▶ ABOUT THIS EXERCISE: Return the tail of the records exactly, starting from the line containing "Every instance gets one point. Tag the building" and ending with the final line.

▶ RECORD SET:
____
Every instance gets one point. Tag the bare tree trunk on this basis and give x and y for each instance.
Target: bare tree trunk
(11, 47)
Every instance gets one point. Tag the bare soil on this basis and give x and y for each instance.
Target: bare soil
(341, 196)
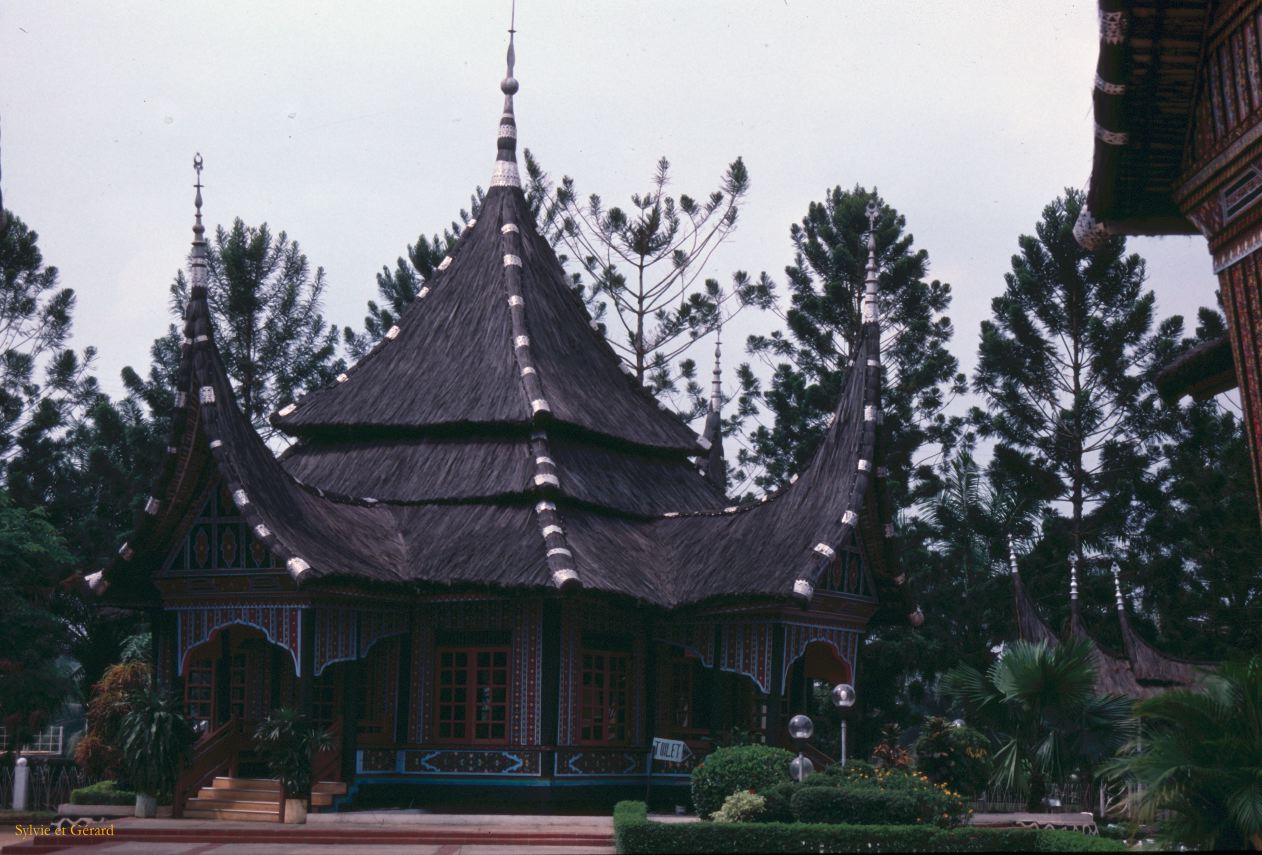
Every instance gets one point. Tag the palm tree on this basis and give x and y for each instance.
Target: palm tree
(1039, 705)
(1198, 755)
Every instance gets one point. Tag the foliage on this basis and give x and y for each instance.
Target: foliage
(41, 380)
(954, 755)
(155, 740)
(815, 351)
(1039, 705)
(102, 792)
(889, 753)
(1198, 755)
(288, 740)
(1199, 553)
(265, 310)
(738, 768)
(100, 752)
(645, 267)
(635, 834)
(741, 806)
(1065, 365)
(32, 558)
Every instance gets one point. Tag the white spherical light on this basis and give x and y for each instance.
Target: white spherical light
(843, 696)
(802, 726)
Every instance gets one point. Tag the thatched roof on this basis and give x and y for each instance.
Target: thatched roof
(492, 440)
(1202, 371)
(1145, 89)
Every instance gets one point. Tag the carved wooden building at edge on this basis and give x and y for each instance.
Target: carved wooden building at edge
(1179, 150)
(490, 555)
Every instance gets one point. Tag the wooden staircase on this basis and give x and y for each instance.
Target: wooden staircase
(251, 800)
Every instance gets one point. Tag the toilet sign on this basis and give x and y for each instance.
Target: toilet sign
(672, 750)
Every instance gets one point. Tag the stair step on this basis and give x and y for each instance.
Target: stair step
(239, 815)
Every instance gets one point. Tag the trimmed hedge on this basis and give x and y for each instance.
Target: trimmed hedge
(634, 835)
(737, 767)
(102, 792)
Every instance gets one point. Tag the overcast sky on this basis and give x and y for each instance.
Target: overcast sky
(355, 126)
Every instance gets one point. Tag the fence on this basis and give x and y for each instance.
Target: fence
(51, 784)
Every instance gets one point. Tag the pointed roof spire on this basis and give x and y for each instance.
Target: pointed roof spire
(506, 142)
(870, 293)
(716, 466)
(197, 260)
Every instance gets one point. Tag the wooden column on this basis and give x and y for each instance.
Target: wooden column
(307, 659)
(1242, 301)
(550, 683)
(406, 681)
(776, 693)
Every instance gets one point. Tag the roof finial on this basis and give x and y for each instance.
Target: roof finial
(717, 383)
(506, 144)
(1117, 587)
(870, 294)
(197, 263)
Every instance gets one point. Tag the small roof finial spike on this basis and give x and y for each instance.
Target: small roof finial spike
(506, 140)
(197, 262)
(870, 283)
(717, 383)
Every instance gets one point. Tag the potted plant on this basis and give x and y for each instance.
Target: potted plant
(155, 739)
(288, 740)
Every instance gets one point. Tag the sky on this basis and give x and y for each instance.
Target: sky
(357, 126)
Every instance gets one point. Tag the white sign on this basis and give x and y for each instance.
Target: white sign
(672, 750)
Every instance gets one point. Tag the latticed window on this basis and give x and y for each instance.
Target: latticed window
(606, 699)
(200, 690)
(473, 695)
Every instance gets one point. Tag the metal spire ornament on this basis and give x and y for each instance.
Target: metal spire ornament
(506, 143)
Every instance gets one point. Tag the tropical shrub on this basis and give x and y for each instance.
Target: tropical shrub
(634, 832)
(155, 740)
(877, 797)
(97, 752)
(738, 768)
(287, 740)
(102, 792)
(958, 757)
(1040, 706)
(741, 806)
(1199, 758)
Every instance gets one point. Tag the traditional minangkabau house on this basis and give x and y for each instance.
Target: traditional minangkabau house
(1179, 150)
(490, 556)
(1141, 671)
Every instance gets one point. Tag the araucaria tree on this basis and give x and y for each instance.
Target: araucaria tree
(644, 272)
(265, 307)
(812, 356)
(1061, 366)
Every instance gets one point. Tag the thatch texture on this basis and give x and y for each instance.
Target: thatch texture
(452, 363)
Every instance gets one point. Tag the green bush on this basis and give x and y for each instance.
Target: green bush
(634, 834)
(741, 767)
(102, 792)
(776, 807)
(957, 757)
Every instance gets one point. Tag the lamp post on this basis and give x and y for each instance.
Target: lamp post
(800, 728)
(843, 699)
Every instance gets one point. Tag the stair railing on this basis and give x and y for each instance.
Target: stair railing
(212, 754)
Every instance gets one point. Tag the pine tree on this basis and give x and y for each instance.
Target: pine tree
(813, 355)
(265, 308)
(642, 272)
(41, 380)
(1064, 366)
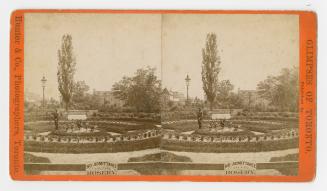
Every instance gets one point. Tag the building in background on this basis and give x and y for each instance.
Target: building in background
(252, 100)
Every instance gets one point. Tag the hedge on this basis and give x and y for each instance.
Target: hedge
____
▶ TASK SOLUTION:
Every instance gets one point. Tag the building in background on this basis and give x and y for each instance.
Target: building in background
(252, 100)
Every instance gets one point. Tag the hedge on this basis and give x and y for each instance.
Target: hedge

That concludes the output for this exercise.